Page extract »
Share price targets were raised by all the analyst covering the stock as the consumer goods giant closed the previous day at 7,800p, with the highest being Barclays upping to 9,400p from 9,000p and keeping its ‘overweight’ rating, the same rating as JPMorgan Cazenove, which hiked to 9,000p from 8,000p.
Berenberg and UBS, which both have ‘buy’ ratings on the stock, respectively lifted their targets to 9,000p and to 8,600p, from 8,000p and 8,400p.
Jefferies kept its ‘hold’ recommendation but upped its target to 7,100p from 6,600p, while Credit Suisse stayed at ‘neutral’ but lifted its TP to 7,200p from 7,000p.
Naysayer RBC Capital Markets persisted with its ‘underperform’ rating but hiked its target to 6,400p from 6,300p.
Interim results from RB showed 10.5% like-for-like sales growth in the second quarter, a considerable beat to the consensus forecast of 7.8%, driven by a 650 basis point beat from the Hygiene segment and 830bps in Other Health.
First-half underlying profit (EBIT) margin increased by 90bps to 24.5%, 195bps above the consensus.
Management said they plan to reinvest an additional £200mln in the business above the original rejuvenation plan, with the expanded investment plan including support for new and additional opportunities such as increased demand for disinfectants, the acceleration of e-commerce and further development of the new professional services unit.
The sceptical analysts at RBC acknowledged that Reckitt's operational capacity and culture are improving but still feel the share price is over-valued in the medium term.
“As current tail winds moderate, notwithstanding a long term improvement in some hygiene categories' growth, we expect the shares' over-valuation will become more evident,” was the crux of RBC’s argument.
More positive UBS analysts said the “strong H1 beat and conservative guidance leave ample scope for further positive earnings surprises”.

What is expected » Write the next part of the article on analysts raising their Reckitt share price targets, picking up after its final sentence. The lines further down are unrelated to the analyst-rating article and stand as separate material.

The data »
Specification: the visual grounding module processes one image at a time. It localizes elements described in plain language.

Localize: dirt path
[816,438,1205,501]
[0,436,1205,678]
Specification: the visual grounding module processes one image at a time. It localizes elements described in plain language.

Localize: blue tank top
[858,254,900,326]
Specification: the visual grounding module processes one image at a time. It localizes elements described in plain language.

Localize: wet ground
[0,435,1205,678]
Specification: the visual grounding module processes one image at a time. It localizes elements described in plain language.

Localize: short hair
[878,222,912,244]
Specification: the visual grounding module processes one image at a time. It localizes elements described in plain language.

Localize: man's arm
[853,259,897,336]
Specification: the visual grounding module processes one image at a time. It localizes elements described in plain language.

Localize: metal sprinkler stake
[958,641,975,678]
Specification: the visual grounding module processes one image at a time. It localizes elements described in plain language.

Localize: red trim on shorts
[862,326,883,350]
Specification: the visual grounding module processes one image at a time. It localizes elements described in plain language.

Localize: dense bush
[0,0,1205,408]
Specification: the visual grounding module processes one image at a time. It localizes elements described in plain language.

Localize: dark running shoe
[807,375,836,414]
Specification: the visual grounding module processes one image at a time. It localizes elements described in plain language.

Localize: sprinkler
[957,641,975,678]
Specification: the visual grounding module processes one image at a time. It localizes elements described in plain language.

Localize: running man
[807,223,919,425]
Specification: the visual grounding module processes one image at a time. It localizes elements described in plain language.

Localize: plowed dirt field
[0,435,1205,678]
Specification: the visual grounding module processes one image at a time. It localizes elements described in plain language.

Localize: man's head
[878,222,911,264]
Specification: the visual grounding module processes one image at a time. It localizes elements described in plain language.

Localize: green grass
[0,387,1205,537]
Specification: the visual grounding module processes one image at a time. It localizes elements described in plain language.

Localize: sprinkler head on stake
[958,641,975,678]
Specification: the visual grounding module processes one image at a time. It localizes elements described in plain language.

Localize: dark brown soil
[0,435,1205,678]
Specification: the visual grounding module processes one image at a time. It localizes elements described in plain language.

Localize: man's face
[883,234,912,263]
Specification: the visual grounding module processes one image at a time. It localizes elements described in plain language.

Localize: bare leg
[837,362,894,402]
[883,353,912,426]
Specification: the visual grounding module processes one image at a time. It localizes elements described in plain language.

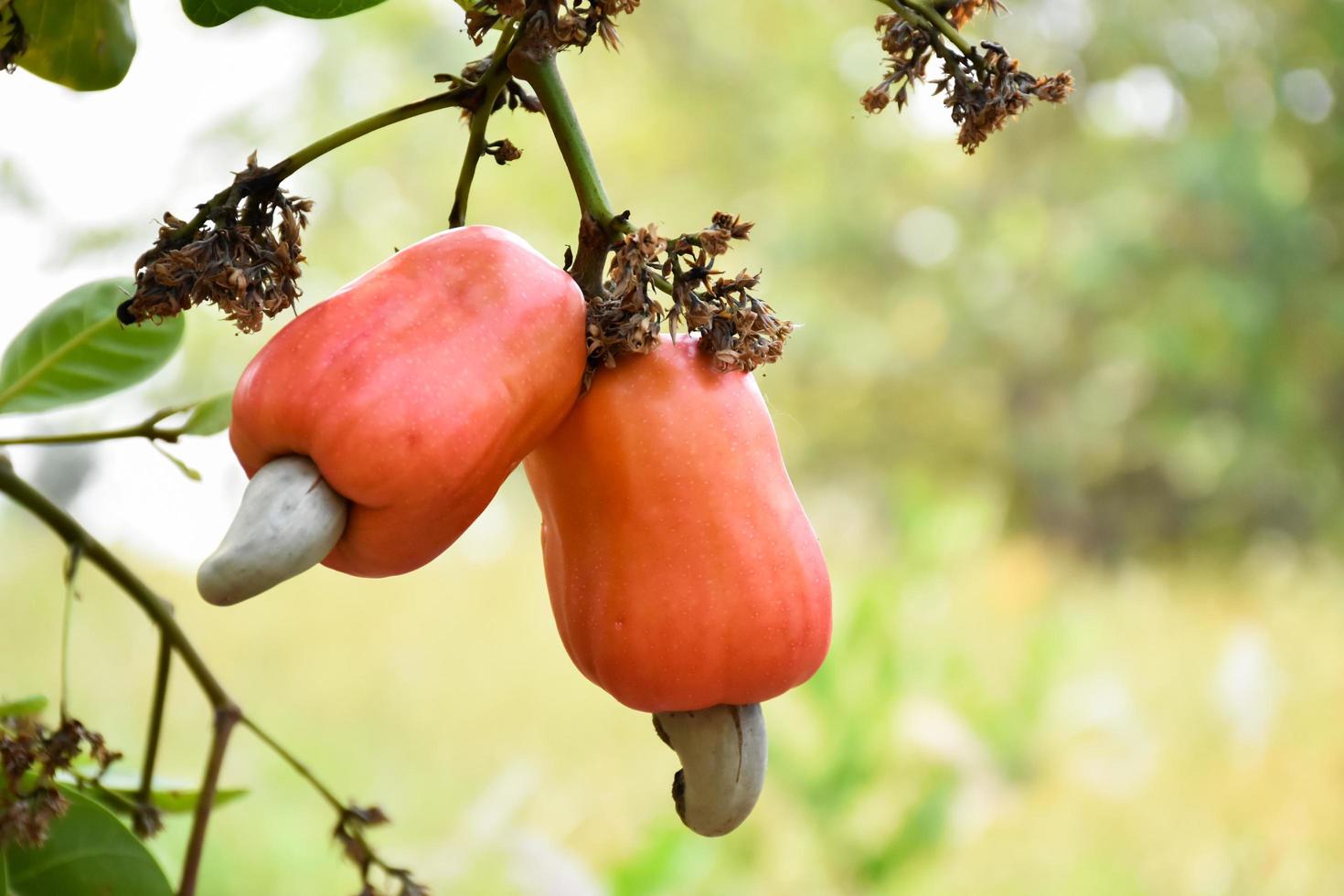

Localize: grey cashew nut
[197,454,349,606]
[653,702,766,837]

The answer »
Those at Berenberg were of a similar mind, saying management’s estimate of a 5-6% COVID-19 headwind to 2021 LFL sales growth, “will leave room for further LFL sales growth upgrades over the next 12-18 months”.
The Berenberg analysts were “pleasantly surprised” by management's disclosure of a 2020 outlook for high single-digit sales growth and adjusted EBIT margins of 23.5%, “which suggests increased confidence and visibility to the year end”.
“In our view,” they added, “these latest results confirm management remains highly focused on improving LFL sales growth through improved agility and execution.
“The reinvestment of an additional £200m versus the original plan (while maintaining EBIT margin guidance for 2021 and beyond) makes the investment case even more compelling, in our view.”
RB’s share price valuation is “not undemanding”, Berenberg said, but continues to trade at a 10% discount to other stocks in the home and personal care sector and in line with its five-year average discount.
Berenberg said at price target, RB would trade at 25.9 times 2022 forecast earnings per share, versus the subsector average of 25.1 times, “which, in our view, is justified by the company's improving growth profile”.